Extract:
I am a 17 year old football player/bodybuilder. 5'10" 186 pounds. I recently bought some supplements and would like to know what exactly I should do to maximize their effectivness. My main goal is to increase lean muscle mass while burning some fat. The supplements I have are pure creatine monohydrate, Ripped Fuel, Pure Whey protein, HMB pills, and a weight gainer. I also take a multi-vitamin. I would also like some advice on my workout routine. It goes like this:

Monday - Chest

incline press
decline db press
dips
flys

Tuesday - Back

pull ups
lat pulldown
t-bar rows
low lat pulls
hyperextension

Wednesday - Shoulders/Traps

military press
lateral raise
rear lateral raise
upright rows
shoulder shrugs

Thursday - Legs

squats
leg press
leg curls
leg extensions
calf raises

Friday - Arms

barbell curls
preacher curls
hammer curls
concentration curls
close grip bench
pushdowns
overhead extensions
kickbacks

Note: To learn how to do these exercises and much more, click here.

I also do abs 3 times a week and cardio 2-3 times a week. For reps I stick with 6-10 and pyramid some exercises. I typically perform 3-4 sets per exercise also. Any advice you could give me would be appreciated!

This seems to be very typical of the emails I receive. I hear about many football players that also consider themselves bodybuilders. Unfortunately, this can lead to a lack of success in either or both endevors. The reason stems from strength and speed development, to the forms of hypertrophy developed.

When we speak about muscle mass gains, we can speak of two primary forms, sarcroplasmic and sacromere hypertrophy.

Sacroplasmic: is the increase in volume of non-contractile proteins and plasma between the muscle fibers. The decreased density of the muscle fiber and the fact there is not improvement upon the components of the fiber correlated to strength, there will be little carry over to most forms of usable strength.

Sacromere: increase in number and size of sacromeres, this will improve the ability of muscle to produce force. The density of the muscle fiber actually increases and there is a very positive correlation to strength increases.

Dataset excerpt:

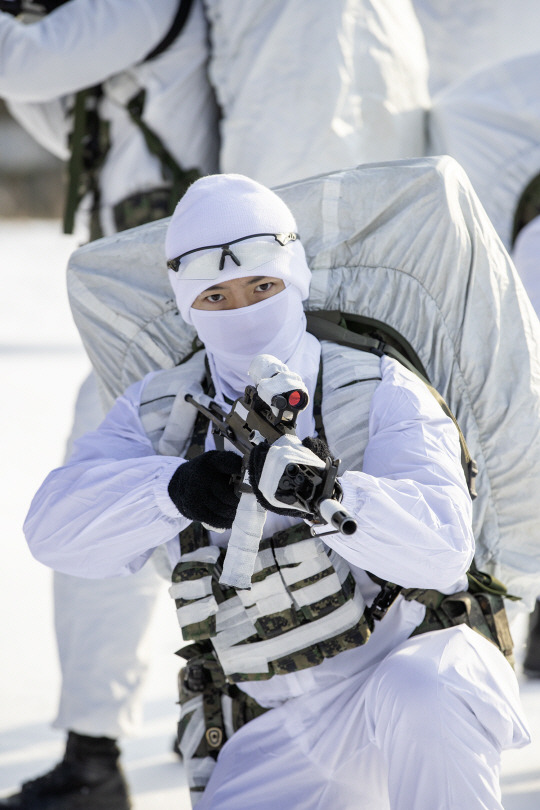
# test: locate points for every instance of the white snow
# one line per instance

Tasks:
#1 Can you extract the part of the article on football training and muscle growth that begins at the words "barbell curls" and stops after "more, click here."?
#2 How would the article on football training and muscle growth go on after its final sentence? Write the next part of it.
You can set the data aside; none of it is needed here.

Answers by item number:
#1
barbell curls
preacher curls
hammer curls
concentration curls
close grip bench
pushdowns
overhead extensions
kickbacks

Note: To learn how to do these exercises and much more, click here.

#2
This is an important distinction because many bodybuilding methods improve sacroplasmic hypertrophy with very little to the sacromere hypertrophy. This is extremely important when you are adding weight because you assume it will transfer to your sport well. This is why we sometimes see athletes become bigger, yet seem to be slower and less "athletic."

We also need to realize there is more than one form of strength. Without making this too complicated we can simply see becoming stronger is not the most important aspect of training with weights. Instead, it would be considered being able to produce a high amount of force in a short amount of time (rate of force development, RFD). By only training with bodybuilding methods or even very heavy weights, there is little improvement in RFD. Again, we can see that it is the athlete that produces more force in a smaller amount of time that will succeed over the athlete that can just lift a lot.

Your training program seems to be much more geared for general bodybuilding than for football. However, in actuality I don't even recommend most natural bodybuilders use so many isolation type movements. I believe those that utilize a high proportion of compound movements grow much better and have much better functional strength. You might also want to consider speed-strength, or strength-speed movements. Traditionally this is a combination of plyometric training, olympic lifts, etc. However, if you are unfamiliar how to incorporate these methods effectively you can use some of Westside Barbell Clubs ideas of speed work which are easier to adapt and less technical as far as skill of lifts. Please refer to Dave Tate's website, www.elitefts.com.